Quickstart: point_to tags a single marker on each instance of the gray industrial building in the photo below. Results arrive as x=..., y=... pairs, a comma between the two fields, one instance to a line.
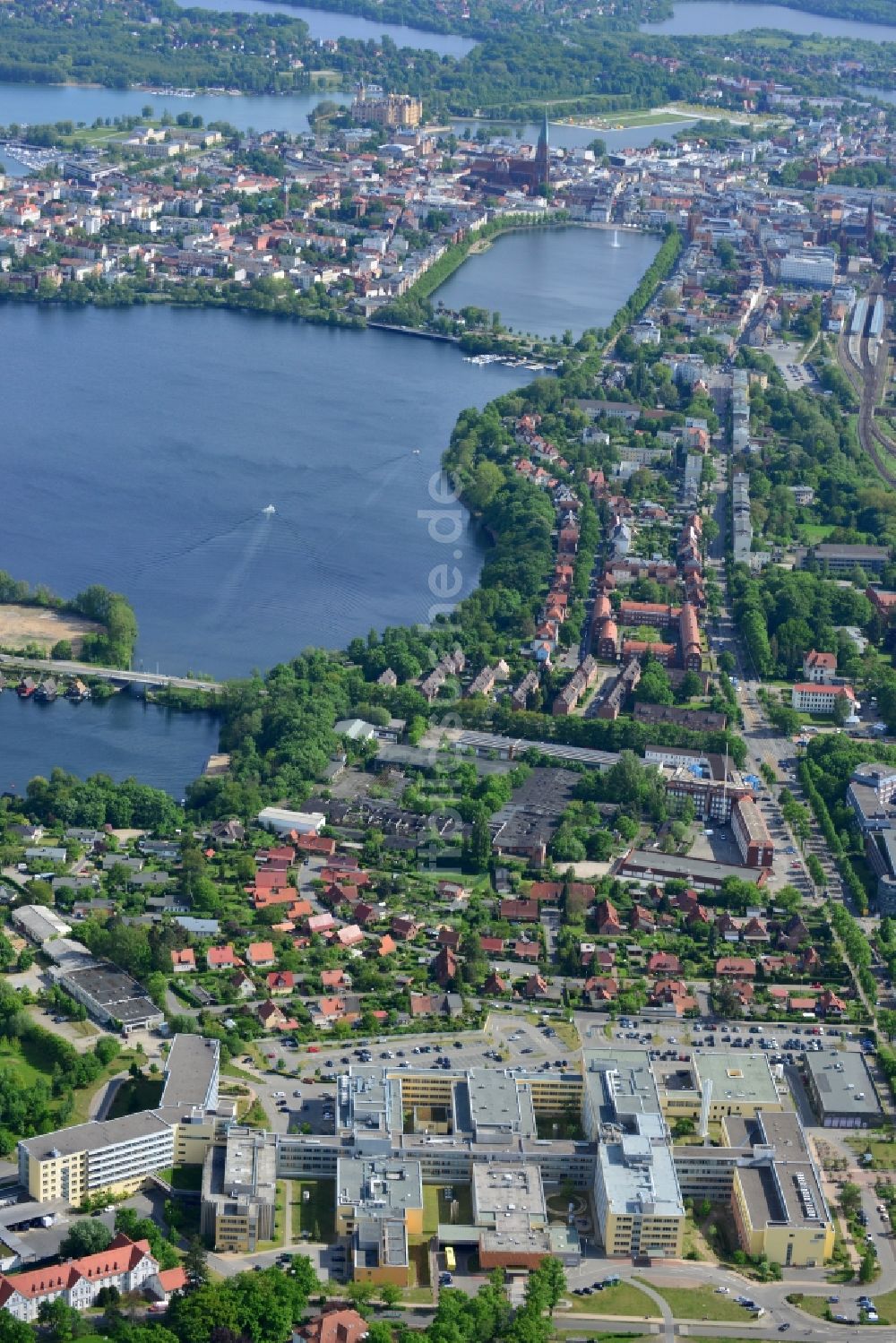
x=841, y=1089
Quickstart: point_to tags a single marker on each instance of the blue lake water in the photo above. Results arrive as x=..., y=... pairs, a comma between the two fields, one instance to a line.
x=38, y=104
x=156, y=436
x=121, y=737
x=544, y=281
x=564, y=136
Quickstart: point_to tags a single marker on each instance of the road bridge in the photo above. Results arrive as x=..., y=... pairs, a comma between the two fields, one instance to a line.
x=151, y=680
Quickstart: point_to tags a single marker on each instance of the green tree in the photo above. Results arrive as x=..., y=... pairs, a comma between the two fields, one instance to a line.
x=196, y=1261
x=85, y=1237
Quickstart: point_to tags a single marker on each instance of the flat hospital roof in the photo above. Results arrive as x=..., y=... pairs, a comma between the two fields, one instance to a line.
x=190, y=1068
x=737, y=1074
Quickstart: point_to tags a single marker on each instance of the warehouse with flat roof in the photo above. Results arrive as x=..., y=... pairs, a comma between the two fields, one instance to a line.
x=841, y=1089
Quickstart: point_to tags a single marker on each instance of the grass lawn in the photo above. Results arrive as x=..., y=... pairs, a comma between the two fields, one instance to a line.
x=254, y=1115
x=187, y=1176
x=814, y=1305
x=134, y=1095
x=813, y=532
x=437, y=1209
x=317, y=1213
x=421, y=1287
x=280, y=1217
x=696, y=1303
x=622, y=1299
x=885, y=1303
x=884, y=1154
x=233, y=1071
x=27, y=1063
x=85, y=1029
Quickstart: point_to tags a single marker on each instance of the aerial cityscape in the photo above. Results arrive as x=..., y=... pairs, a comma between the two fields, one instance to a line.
x=447, y=686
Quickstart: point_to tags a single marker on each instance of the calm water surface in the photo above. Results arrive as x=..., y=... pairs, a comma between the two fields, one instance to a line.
x=121, y=737
x=39, y=104
x=546, y=281
x=576, y=137
x=155, y=438
x=696, y=18
x=324, y=24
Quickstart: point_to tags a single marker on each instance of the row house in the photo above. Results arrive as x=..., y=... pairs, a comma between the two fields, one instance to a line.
x=582, y=680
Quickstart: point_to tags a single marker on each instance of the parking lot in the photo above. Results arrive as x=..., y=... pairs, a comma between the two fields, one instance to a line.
x=296, y=1082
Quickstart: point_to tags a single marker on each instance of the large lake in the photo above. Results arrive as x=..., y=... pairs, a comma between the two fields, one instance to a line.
x=546, y=281
x=699, y=18
x=564, y=136
x=324, y=24
x=156, y=436
x=39, y=104
x=124, y=736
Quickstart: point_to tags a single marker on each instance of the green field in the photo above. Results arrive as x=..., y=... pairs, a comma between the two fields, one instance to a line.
x=435, y=1209
x=187, y=1176
x=815, y=1305
x=134, y=1095
x=26, y=1065
x=317, y=1214
x=622, y=1299
x=700, y=1303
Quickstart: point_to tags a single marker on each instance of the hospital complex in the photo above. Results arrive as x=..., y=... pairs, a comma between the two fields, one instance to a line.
x=489, y=1131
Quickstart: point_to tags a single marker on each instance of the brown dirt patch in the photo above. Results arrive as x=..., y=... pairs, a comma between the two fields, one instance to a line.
x=24, y=624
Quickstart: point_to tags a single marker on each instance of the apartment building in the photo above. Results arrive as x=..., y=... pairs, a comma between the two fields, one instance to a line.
x=239, y=1192
x=820, y=667
x=117, y=1154
x=379, y=1203
x=637, y=1197
x=777, y=1201
x=113, y=1154
x=839, y=557
x=751, y=834
x=125, y=1264
x=821, y=699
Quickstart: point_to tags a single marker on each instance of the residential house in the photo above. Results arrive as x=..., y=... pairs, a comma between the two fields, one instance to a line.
x=405, y=927
x=607, y=919
x=664, y=963
x=519, y=911
x=735, y=968
x=222, y=958
x=280, y=982
x=260, y=954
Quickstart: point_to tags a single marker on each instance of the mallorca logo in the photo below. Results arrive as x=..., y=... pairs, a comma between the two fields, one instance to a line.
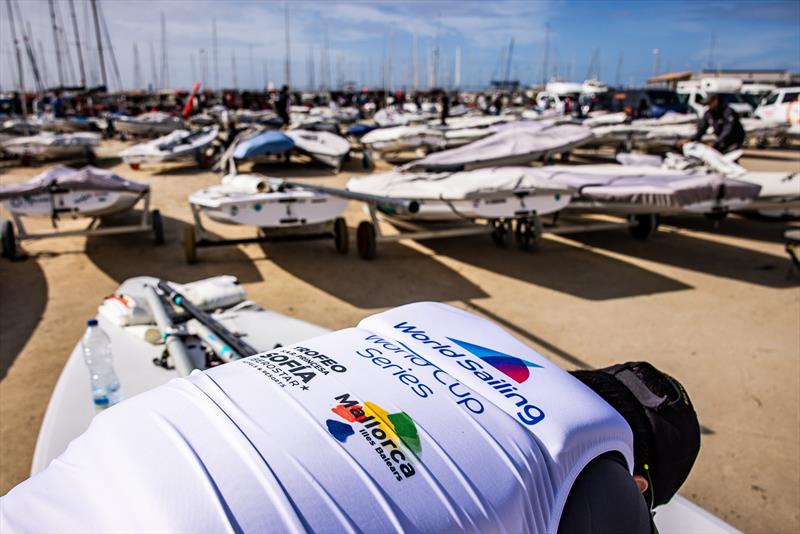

* **Required work**: Set out every one of the records above as a Markdown table with two columns, Number and Line, giving each line its own row and leaving out blank lines. Leave the pictures out of the table.

* **Complete response**:
| Number | Line |
|---|---|
| 1 | Quickstart: point_to tags a single marker on each instance of the gray industrial building in the photo below. Results arrive as x=..., y=... pairs, a comma between the two fields, one instance to a line. |
| 2 | x=841, y=1089 |
| 3 | Quickstart: point_to tags a single marker on each instance of the blue lake water in the photo above. Results arrive as x=..., y=... pairs, a comma between the two fields, one instance to a line. |
| 4 | x=38, y=104 |
| 5 | x=156, y=436 |
| 6 | x=121, y=737 |
| 7 | x=544, y=281 |
| 8 | x=564, y=136 |
| 9 | Quickstart: point_to tags a single marker on each instance of the road bridge in the photo above. Results arrive as x=..., y=... pairs, a comma between the two fields, one instance to a line. |
| 10 | x=151, y=680 |
| 11 | Quickstart: point_to tags a single marker on each instance of the green tree in the photo above. Results arrive as x=..., y=... pairs, a comma between the two fields, one instance to a line. |
| 12 | x=196, y=1261 |
| 13 | x=85, y=1237 |
| 14 | Quickstart: point_to tags a single marker on each instance of the flat hospital roof in the photo above. Results arrive as x=..., y=... pairs, a comma between the two fields, one instance to a line. |
| 15 | x=190, y=1068 |
| 16 | x=737, y=1074 |
| 17 | Quickstart: point_to tags a single marker on each instance of the warehouse with flat roof in the photo above. Results arrive as x=..., y=... pairs, a comma between the two fields, one instance to a line. |
| 18 | x=841, y=1089 |
| 19 | Quickstart: point_to tags a single marker on each instance of the grass lawn in the photo above. Results arrive as x=..., y=... pairs, a comma between the two fields, one instance to a line. |
| 20 | x=254, y=1115 |
| 21 | x=187, y=1176 |
| 22 | x=814, y=1305 |
| 23 | x=134, y=1095 |
| 24 | x=813, y=532 |
| 25 | x=437, y=1209 |
| 26 | x=317, y=1213 |
| 27 | x=421, y=1287 |
| 28 | x=280, y=1217 |
| 29 | x=696, y=1303 |
| 30 | x=622, y=1299 |
| 31 | x=885, y=1303 |
| 32 | x=884, y=1154 |
| 33 | x=233, y=1071 |
| 34 | x=27, y=1063 |
| 35 | x=85, y=1029 |
| 36 | Quickstart: point_to tags a single marker on each instance of the aerial cityscape in the photo above. Results arrive as x=..., y=... pairs, a comma between the two fields, one instance to a line. |
| 37 | x=447, y=686 |
| 38 | Quickstart: point_to tags a single marker on each instance of the calm water surface in the photo above. Results arrive as x=..., y=... pairs, a comma between the two fields, one instance to a line. |
| 39 | x=121, y=737 |
| 40 | x=39, y=104 |
| 41 | x=546, y=281 |
| 42 | x=576, y=137 |
| 43 | x=155, y=438 |
| 44 | x=696, y=18 |
| 45 | x=324, y=24 |
| 46 | Quickstart: point_to tags a single marker on each instance of the row house in the photo above. Results arrive as x=..., y=... pairs, a comma between the two fields, one instance to a line. |
| 47 | x=582, y=680 |
| 48 | Quickstart: point_to tags a single marker on each instance of the parking lot in the photo above. Results arrive as x=..., y=... pairs, a comma between the two fields, one instance to a line. |
| 49 | x=296, y=1082 |
| 50 | Quickstart: point_to tags a single marker on each instance of the large lake in the photo above. Results arrive as x=..., y=... pairs, a comma between the two fields, one instance to a line. |
| 51 | x=546, y=281 |
| 52 | x=699, y=18 |
| 53 | x=564, y=136 |
| 54 | x=324, y=24 |
| 55 | x=156, y=436 |
| 56 | x=39, y=104 |
| 57 | x=124, y=736 |
| 58 | Quickstart: point_to tags a single marker on each instance of the green field in the photo above. Results arrive as x=..., y=... pairs, a comma between the two fields, one instance to a line. |
| 59 | x=435, y=1209 |
| 60 | x=187, y=1176 |
| 61 | x=815, y=1305 |
| 62 | x=134, y=1095 |
| 63 | x=26, y=1065 |
| 64 | x=317, y=1214 |
| 65 | x=622, y=1299 |
| 66 | x=700, y=1303 |
| 67 | Quickstart: point_to tags a single marker on each instance of the hospital complex in the photo above. Results arrive as x=..., y=... pairs, a comma between the two fields, one instance to a line. |
| 68 | x=489, y=1131 |
| 69 | Quickstart: point_to tags a single marker on each instance of the brown dirt patch in the photo above. Results arrive as x=..., y=... pairs, a comma between the two fields, one instance to a line. |
| 70 | x=24, y=624 |
| 71 | Quickstart: point_to tags a single marker on each instance of the apartment building in the photo above. Results arrive as x=..., y=... pairs, a comma between the two fields, one instance to a line. |
| 72 | x=239, y=1192 |
| 73 | x=820, y=667 |
| 74 | x=117, y=1154 |
| 75 | x=379, y=1203 |
| 76 | x=637, y=1197 |
| 77 | x=777, y=1201 |
| 78 | x=113, y=1154 |
| 79 | x=839, y=557 |
| 80 | x=751, y=834 |
| 81 | x=125, y=1264 |
| 82 | x=821, y=699 |
| 83 | Quickstart: point_to tags a single marker on each instance of the residential house in the photo above. Results arrive as x=..., y=... pairs, a comma between the two fields, one instance to a line. |
| 84 | x=405, y=927 |
| 85 | x=607, y=919 |
| 86 | x=664, y=963 |
| 87 | x=519, y=911 |
| 88 | x=735, y=968 |
| 89 | x=222, y=958 |
| 90 | x=280, y=982 |
| 91 | x=260, y=954 |
| 92 | Quickstart: point_to tags a single marker on each instance of the mallorca logo in the photo below. Results arrive as x=..., y=... pairs, a comma between the two fields, one instance to a line. |